(Entries taken from a collection)
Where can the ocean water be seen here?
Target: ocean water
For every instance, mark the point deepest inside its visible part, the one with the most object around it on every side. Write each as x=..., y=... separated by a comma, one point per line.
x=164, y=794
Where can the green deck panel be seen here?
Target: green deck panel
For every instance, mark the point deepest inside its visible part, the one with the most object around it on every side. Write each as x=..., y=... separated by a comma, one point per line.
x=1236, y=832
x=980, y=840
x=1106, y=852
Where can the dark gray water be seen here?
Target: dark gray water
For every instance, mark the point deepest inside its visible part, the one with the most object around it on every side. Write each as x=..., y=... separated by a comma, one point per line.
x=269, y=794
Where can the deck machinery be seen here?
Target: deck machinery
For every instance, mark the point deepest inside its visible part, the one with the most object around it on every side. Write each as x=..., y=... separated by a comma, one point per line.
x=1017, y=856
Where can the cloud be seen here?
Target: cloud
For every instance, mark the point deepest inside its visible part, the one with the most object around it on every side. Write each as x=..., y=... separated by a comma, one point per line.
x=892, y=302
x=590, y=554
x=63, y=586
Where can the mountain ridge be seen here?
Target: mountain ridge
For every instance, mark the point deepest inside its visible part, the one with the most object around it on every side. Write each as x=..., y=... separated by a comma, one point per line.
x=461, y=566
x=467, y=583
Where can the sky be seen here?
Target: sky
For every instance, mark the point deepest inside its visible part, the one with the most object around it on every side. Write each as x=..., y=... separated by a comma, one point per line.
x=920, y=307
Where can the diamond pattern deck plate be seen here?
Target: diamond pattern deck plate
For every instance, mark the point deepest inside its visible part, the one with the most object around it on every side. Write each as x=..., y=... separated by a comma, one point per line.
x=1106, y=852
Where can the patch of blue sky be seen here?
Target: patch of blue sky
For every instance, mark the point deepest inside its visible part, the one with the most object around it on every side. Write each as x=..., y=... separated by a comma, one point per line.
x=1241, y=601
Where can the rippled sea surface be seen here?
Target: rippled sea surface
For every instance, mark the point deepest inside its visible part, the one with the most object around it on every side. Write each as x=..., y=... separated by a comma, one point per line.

» Problem details: Of the lines above, extract only those from the line with "Target: mountain ridge" to the line with "Target: sky", both included, exactly as written.

» Task solution:
Target: mountain ridge
For every instance, mark the point deepest inside its visible part, the one with the most object around it on every side. Write each as x=..., y=... separated by a comma, one point per line.
x=461, y=566
x=467, y=583
Where can the sky be seen here?
Target: sky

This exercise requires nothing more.